Task statement: Count the lines in the entries below that contain the string "large", treating uppercase and lowercase as distinct. Reply with the number alone.

Provided information:
══════

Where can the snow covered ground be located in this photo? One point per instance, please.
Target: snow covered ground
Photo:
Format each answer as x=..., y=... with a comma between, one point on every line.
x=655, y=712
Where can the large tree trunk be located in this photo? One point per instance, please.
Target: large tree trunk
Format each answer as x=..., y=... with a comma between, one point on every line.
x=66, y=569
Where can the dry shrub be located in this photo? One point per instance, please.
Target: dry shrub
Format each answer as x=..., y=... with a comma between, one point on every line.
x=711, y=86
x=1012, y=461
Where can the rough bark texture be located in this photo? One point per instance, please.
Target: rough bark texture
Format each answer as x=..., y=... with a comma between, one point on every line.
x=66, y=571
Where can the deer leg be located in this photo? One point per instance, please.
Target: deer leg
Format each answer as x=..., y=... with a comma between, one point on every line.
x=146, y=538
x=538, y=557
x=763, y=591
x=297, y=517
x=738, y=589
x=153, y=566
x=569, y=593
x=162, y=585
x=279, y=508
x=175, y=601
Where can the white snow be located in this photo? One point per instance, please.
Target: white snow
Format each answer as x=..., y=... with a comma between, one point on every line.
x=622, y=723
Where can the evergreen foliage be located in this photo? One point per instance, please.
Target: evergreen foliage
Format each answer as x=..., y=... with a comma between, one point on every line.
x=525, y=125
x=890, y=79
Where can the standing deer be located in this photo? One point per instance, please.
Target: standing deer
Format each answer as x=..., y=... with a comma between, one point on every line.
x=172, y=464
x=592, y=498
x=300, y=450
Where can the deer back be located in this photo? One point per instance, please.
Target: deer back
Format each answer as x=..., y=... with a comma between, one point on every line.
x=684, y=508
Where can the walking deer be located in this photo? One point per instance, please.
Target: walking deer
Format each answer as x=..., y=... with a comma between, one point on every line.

══════

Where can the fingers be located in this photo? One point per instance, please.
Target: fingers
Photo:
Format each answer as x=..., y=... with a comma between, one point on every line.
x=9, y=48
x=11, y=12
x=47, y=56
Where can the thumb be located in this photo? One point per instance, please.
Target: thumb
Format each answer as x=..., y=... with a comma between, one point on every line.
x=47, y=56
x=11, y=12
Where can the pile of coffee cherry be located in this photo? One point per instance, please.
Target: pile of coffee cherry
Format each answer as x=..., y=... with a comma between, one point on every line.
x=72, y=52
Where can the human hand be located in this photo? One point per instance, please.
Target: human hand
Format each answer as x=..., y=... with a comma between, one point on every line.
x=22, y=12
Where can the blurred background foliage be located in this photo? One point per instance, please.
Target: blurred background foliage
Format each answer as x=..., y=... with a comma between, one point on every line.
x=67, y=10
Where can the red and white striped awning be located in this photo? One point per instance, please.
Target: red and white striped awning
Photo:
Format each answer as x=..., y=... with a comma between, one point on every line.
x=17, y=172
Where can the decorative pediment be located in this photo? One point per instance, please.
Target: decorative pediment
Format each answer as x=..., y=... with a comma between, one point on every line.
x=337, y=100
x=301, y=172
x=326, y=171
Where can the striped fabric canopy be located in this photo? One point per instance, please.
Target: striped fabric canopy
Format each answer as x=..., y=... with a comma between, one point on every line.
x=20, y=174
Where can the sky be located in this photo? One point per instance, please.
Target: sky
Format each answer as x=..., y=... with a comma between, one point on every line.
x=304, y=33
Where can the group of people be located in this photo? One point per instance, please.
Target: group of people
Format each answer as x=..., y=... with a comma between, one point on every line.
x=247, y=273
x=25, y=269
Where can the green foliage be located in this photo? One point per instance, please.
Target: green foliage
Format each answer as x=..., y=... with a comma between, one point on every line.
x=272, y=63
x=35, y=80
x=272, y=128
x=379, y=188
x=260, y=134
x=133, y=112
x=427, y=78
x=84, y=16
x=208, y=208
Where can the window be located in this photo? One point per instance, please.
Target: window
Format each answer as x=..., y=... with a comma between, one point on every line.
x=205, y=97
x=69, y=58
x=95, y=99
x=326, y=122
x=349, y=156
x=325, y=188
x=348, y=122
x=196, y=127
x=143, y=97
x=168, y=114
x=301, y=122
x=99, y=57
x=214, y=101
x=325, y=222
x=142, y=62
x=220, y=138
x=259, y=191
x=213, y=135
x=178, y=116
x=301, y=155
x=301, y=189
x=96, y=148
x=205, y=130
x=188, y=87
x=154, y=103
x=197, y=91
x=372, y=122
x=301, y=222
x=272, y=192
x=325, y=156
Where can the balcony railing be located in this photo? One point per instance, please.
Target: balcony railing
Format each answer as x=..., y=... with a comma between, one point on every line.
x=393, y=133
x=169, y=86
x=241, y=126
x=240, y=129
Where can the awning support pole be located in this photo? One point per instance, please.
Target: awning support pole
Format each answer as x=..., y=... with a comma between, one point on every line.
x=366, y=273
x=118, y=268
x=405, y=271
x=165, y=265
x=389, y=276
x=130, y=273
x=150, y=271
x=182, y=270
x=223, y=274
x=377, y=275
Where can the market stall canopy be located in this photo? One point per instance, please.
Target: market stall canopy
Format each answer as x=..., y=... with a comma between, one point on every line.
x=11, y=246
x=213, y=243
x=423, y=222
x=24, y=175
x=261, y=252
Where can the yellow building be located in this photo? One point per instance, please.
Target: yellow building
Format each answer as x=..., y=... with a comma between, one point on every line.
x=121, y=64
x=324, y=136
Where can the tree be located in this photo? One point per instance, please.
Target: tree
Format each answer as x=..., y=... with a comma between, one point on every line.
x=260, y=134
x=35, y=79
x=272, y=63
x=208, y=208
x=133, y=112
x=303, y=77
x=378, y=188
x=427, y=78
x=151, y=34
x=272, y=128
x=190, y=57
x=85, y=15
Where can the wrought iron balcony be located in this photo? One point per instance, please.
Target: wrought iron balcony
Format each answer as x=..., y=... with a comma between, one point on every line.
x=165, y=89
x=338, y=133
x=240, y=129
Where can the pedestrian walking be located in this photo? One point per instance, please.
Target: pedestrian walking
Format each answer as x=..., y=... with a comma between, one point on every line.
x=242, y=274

══════

Output for this task: 2